**Instructions for the task**
Copy all of the data below word for word, keeping every line as it is.

**Data for processing**
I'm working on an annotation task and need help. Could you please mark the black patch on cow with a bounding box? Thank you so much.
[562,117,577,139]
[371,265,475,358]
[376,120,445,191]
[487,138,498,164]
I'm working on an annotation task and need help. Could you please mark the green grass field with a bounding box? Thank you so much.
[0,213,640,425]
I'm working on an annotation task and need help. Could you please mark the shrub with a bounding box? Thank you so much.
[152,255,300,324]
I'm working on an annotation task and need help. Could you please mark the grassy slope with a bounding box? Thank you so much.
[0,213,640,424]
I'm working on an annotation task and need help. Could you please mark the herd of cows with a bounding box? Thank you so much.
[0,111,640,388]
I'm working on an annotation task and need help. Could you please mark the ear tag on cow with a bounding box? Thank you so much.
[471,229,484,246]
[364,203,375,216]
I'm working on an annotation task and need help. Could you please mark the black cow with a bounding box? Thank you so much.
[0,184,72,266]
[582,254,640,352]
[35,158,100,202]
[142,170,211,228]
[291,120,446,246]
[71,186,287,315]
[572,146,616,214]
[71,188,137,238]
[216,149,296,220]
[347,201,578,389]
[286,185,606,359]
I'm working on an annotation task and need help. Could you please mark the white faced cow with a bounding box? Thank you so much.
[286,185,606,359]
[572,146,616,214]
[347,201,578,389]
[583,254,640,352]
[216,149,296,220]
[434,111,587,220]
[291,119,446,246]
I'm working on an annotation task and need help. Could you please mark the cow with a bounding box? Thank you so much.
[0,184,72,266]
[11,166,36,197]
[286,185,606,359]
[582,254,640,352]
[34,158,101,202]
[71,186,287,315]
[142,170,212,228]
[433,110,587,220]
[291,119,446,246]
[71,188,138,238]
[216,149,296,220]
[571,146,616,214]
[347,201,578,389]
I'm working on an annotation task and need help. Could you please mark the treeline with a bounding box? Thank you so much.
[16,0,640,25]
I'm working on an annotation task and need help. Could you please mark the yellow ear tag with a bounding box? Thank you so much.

**Full response**
I'm working on an annotation task and need help. Could you please mark the black patch on cow with a bounding box? Thank you so much.
[562,117,577,139]
[371,265,475,358]
[376,120,445,191]
[487,138,498,164]
I'm working on an annotation task and need help. Could you please mark the green grass field with a bounding box? Thank you so much.
[0,213,640,425]
I'm working on an annotation task and need help. Could you please mark the shrub with a bounding box? Thank you so much.
[152,255,300,324]
I'm working on an annotation task and need help. Could you please mark the grassy slope with a bounding box? Thank you so much.
[0,213,640,424]
I'm working on an annotation task and need help. Could you please mark the herd of cows with a bounding box? Thank you so much.
[0,111,640,388]
I'm working on an annotation task and need help. Could you please mark the ear tag on cow with a bounding box? Thank you so much.
[471,229,484,246]
[364,203,375,216]
I'm working on an annotation task and need help. Could you please mark the black cow with a bounding box? Thank you so much.
[0,184,72,266]
[582,254,640,352]
[35,158,100,202]
[142,170,211,228]
[291,120,446,246]
[71,186,287,315]
[572,146,616,214]
[71,188,137,238]
[216,149,296,220]
[347,201,578,389]
[286,185,606,359]
I'm working on an annotation task and need help. Could you please mark the white faced cow with a bounding box? Thank you so much.
[286,185,606,359]
[572,146,616,214]
[347,201,578,389]
[583,254,640,352]
[216,149,296,220]
[434,111,587,220]
[291,119,446,246]
I'm working on an annotation task and need help. Could you please mark the cow with a bounding box? Thank you so much.
[0,184,72,266]
[11,166,36,197]
[286,185,606,359]
[582,254,640,352]
[34,158,101,202]
[71,186,287,315]
[142,170,212,228]
[433,110,587,220]
[291,119,446,246]
[71,188,138,238]
[216,149,296,220]
[571,146,616,214]
[347,201,578,389]
I'm working on an annotation task and need help. Could you please mark the treeline with a bounding box? Thank you so much.
[16,0,640,25]
I'm working on an annotation task and need help. Could you please mark the yellow ear tag with a bounding box? Thank you so much.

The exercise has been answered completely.